§ **Extracted material**:
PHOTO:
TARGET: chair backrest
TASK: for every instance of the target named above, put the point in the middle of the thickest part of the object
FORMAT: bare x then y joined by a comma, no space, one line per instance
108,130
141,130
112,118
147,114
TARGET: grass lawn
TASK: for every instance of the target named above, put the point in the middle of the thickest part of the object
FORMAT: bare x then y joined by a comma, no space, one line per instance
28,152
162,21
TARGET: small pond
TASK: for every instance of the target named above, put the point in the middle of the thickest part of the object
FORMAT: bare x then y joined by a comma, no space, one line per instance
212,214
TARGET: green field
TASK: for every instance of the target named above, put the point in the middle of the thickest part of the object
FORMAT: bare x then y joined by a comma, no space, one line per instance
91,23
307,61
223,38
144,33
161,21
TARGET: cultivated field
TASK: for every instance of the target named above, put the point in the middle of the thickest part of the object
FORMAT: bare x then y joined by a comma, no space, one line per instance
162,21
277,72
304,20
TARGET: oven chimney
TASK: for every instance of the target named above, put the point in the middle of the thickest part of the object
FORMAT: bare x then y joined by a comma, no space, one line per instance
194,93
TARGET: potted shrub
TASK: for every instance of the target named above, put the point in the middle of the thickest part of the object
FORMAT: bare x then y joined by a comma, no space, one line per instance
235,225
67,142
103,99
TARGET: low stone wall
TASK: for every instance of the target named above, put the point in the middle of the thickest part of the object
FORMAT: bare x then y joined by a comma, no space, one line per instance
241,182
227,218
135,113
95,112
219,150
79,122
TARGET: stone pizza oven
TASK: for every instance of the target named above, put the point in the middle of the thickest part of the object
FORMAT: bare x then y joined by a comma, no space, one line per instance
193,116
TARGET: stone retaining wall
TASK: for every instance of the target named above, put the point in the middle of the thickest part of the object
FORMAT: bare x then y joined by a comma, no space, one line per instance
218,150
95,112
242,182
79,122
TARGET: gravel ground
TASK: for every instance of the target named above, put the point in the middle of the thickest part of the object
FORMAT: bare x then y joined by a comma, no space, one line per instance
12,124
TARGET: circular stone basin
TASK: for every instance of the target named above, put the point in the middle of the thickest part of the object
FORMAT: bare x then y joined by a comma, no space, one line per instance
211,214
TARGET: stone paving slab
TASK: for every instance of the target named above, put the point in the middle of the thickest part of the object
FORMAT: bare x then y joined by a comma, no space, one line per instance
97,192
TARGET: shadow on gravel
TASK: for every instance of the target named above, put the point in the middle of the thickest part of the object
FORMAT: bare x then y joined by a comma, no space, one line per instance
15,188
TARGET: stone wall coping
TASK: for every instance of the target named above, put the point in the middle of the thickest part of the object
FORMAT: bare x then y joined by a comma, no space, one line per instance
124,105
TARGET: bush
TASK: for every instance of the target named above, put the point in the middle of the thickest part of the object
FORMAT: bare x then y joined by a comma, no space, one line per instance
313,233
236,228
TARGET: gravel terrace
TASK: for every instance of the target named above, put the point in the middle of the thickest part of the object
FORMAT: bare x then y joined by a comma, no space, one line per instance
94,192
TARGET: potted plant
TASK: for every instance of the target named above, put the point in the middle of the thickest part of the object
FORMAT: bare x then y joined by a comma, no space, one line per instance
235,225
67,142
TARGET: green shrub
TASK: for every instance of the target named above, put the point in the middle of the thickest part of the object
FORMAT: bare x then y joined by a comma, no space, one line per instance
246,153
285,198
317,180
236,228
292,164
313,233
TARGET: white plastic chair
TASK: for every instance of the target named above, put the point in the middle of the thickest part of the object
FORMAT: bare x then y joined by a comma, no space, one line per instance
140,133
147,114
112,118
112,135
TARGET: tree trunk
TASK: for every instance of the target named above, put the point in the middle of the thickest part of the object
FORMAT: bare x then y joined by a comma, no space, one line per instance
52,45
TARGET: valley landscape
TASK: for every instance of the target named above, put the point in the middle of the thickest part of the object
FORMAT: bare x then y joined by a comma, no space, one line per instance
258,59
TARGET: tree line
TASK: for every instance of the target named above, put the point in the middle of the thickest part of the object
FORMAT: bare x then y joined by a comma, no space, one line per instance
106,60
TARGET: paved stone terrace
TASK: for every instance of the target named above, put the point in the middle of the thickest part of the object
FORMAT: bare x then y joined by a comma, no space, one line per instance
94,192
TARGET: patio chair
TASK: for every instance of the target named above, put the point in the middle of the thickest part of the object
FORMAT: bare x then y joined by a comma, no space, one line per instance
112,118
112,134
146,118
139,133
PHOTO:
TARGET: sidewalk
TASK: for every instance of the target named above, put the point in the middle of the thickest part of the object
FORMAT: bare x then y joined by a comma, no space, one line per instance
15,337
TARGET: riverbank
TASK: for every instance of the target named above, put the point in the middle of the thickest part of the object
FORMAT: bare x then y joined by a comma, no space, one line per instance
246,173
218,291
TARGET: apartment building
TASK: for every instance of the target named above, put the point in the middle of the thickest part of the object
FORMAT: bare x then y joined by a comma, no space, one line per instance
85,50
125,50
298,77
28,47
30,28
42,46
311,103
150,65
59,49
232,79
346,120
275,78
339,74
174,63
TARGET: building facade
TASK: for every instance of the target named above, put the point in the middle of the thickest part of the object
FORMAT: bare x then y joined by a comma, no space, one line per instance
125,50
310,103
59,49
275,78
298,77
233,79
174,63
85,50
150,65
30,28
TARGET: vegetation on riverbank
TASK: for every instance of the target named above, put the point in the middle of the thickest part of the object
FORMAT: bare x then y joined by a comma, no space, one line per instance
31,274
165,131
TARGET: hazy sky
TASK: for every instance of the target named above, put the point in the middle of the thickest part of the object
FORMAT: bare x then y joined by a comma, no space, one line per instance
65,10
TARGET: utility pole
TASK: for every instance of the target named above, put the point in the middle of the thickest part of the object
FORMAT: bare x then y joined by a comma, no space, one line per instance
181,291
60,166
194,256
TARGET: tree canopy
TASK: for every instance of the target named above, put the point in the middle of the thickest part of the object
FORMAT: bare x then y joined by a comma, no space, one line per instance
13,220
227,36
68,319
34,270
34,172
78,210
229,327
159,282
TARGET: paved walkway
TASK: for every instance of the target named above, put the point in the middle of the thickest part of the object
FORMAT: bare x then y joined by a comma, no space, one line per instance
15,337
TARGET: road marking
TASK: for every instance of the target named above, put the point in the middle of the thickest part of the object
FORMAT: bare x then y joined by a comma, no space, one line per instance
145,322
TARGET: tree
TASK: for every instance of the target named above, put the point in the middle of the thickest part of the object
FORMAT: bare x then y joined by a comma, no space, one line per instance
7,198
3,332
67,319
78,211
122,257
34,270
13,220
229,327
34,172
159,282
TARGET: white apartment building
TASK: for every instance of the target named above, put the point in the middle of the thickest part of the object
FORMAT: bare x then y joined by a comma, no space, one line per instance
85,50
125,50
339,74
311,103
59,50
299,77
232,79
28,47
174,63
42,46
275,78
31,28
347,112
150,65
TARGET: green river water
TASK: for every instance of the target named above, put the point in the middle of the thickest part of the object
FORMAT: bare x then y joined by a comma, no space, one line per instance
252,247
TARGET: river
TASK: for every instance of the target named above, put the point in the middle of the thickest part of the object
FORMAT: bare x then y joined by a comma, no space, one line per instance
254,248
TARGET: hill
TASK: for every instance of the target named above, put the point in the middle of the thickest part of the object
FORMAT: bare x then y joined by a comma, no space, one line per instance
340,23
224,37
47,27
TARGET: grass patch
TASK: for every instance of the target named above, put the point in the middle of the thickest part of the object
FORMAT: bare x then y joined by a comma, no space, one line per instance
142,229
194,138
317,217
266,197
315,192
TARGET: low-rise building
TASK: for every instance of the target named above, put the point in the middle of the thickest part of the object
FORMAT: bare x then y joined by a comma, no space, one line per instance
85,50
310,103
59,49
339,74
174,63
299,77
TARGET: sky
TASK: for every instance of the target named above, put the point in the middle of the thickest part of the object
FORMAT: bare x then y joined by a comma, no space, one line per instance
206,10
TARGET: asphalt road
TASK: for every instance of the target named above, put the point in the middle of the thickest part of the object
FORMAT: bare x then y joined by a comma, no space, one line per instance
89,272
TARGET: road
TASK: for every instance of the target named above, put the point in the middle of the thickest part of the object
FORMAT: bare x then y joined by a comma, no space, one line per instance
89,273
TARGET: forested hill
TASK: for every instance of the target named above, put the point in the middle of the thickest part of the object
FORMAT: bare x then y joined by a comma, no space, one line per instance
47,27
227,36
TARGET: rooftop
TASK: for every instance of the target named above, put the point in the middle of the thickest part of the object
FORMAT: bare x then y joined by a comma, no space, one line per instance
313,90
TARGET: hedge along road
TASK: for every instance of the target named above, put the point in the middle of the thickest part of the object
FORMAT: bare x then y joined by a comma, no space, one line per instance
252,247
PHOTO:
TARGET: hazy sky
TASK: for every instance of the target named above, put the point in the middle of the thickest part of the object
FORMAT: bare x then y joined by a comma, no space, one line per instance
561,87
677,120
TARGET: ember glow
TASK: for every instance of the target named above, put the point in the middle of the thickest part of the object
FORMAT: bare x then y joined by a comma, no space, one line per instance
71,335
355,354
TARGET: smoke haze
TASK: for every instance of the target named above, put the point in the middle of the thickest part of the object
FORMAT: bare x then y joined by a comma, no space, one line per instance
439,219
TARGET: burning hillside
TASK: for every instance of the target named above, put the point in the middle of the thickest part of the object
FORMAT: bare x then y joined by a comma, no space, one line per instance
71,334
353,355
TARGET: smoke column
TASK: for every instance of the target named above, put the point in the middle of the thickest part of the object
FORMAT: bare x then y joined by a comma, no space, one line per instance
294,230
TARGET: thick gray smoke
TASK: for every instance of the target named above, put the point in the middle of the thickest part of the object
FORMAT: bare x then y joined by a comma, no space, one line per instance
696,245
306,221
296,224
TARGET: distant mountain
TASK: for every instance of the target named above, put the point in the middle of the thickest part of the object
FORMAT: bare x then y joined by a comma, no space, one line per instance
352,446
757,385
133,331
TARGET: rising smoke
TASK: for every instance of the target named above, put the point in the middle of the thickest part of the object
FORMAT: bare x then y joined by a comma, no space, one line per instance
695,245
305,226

§ **Description of the task**:
Keep only the lines from the one containing "TARGET: ember glow" to the end of the entries, and repeat them exactly.

§ **Answer to this problem**:
TARGET: ember glow
TASK: for every instance of the target named above, put the point in the middle of the thickest part of the object
FORMAT: bare x then y joined by a comma, no space, one line per instance
71,335
355,354
TARGET: smoke haze
TASK: for every instance of the target named above, put the point in the middle of the thickest part of the object
FORMAT: bare x then y joined by a comma, no space, one line per instance
439,219
TARGET: burning hillside
TASK: for every instance of the target named above, put the point in the middle of the thickest part of the object
FORMAT: bare x then y joined by a comma, no space, one line per instance
71,334
353,355
TARGET: smoke column
TASK: for every instance of the target named above, put the point in the middle of the thickest part of the object
FORMAT: bare x then y joined by a comma, no space, one line per instance
294,230
TARGET: thick gray smoke
TASK: for every instance of the target named above, put the point in the middle of the thickest part of the object
FORMAT: bare x then y joined by a comma, no space, one line per instance
696,245
306,221
296,224
TARGET: distant mountain
TASK: for every instance of the target named above, put the point in the middle of the thickest part of the object
FORMAT: bare x then y joined by a comma, no space, one line per instance
352,446
757,385
133,331
TARGET: rising smoke
TASK: for every instance of the target named above, put the point in the middle of the thickest part of the object
FORMAT: bare x then y joined by a comma, no space, one line per instance
695,245
305,226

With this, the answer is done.